- _About this task_
Update the records below by changing every "positive clicks" to "foreground clicks" and keeping everything else the same. Leave the pictures out of your answer.

(Collected data)
▬▬▬▬▬▬▬▬▬▬

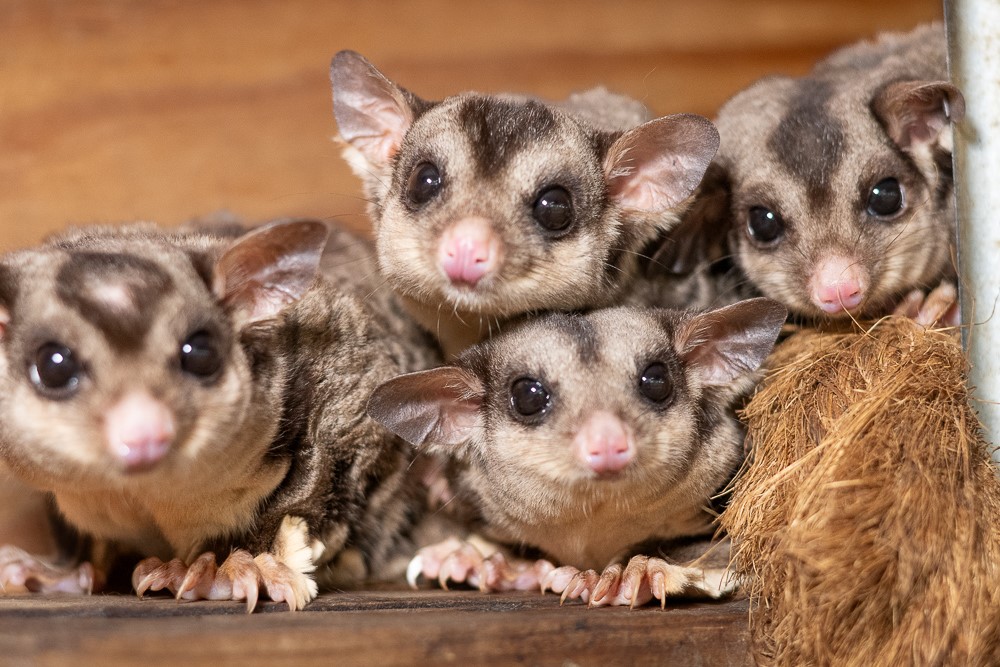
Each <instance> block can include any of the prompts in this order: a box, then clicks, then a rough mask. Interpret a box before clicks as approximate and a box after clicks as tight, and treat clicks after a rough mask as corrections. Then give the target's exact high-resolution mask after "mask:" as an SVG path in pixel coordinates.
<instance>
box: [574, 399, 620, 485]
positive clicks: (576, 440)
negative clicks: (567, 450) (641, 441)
mask: <svg viewBox="0 0 1000 667" xmlns="http://www.w3.org/2000/svg"><path fill="white" fill-rule="evenodd" d="M573 451H574V453H575V455H576V457H577V459H578V460H579V461H580V462H581V463H583V464H584V465H586V466H587V467H588V468H590V469H591V470H593V471H594V472H596V473H597V474H599V475H601V474H609V473H616V472H619V471H621V470H623V469H624V468H625V466H627V465H628V464H629V462H630V461H632V459H633V458H635V445H634V444H633V442H632V436H631V434H630V433H629V430H628V427H627V426H625V424H623V423H622V420H621V419H619V418H618V417H617V416H615V415H613V414H611V413H610V412H603V411H601V412H595V413H594V414H593V415H591V416H590V417H589V418H588V419H587V421H585V422H584V423H583V426H582V427H581V428H580V430H579V431H578V432H577V434H576V437H574V438H573Z"/></svg>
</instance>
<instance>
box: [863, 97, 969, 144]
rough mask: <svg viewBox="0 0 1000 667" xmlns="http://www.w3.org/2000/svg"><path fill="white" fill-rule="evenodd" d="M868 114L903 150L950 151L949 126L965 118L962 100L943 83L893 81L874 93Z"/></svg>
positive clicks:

▬▬▬▬▬▬▬▬▬▬

- _Exercise answer_
Each <instance> block can include any of the prompts in this order: a box, then clicks, then a rough mask. Interpret a box before clicks as approximate and a box after clicks as tight, and treat clicks after a rough mask as corrections. Then give the target's exact high-resolution mask after "mask:" as an SVG path in pixel coordinates.
<instance>
box: [574, 399, 620, 485]
foreground clicks: (576, 440)
negative clicks: (567, 450) (641, 441)
mask: <svg viewBox="0 0 1000 667" xmlns="http://www.w3.org/2000/svg"><path fill="white" fill-rule="evenodd" d="M573 451H574V453H575V455H576V457H577V459H578V460H579V461H580V462H581V463H583V464H584V465H586V466H587V467H588V468H590V469H591V470H593V471H594V472H596V473H597V474H599V475H601V474H609V473H616V472H619V471H621V470H623V469H624V468H625V466H627V465H628V464H629V462H630V461H632V459H633V458H635V445H634V444H633V442H632V436H631V434H630V433H629V430H628V427H627V426H625V424H623V423H622V420H621V419H619V418H618V417H617V416H615V415H613V414H611V413H610V412H603V411H601V412H595V413H594V414H593V415H591V416H590V417H589V418H588V419H587V421H585V422H584V423H583V426H582V427H581V428H580V430H579V431H578V432H577V434H576V437H574V438H573Z"/></svg>
</instance>
<instance>
box: [863, 97, 969, 144]
rough mask: <svg viewBox="0 0 1000 667" xmlns="http://www.w3.org/2000/svg"><path fill="white" fill-rule="evenodd" d="M868 114L903 150L950 151L949 126L965 118L962 100L943 83L893 81L874 93Z"/></svg>
foreground clicks:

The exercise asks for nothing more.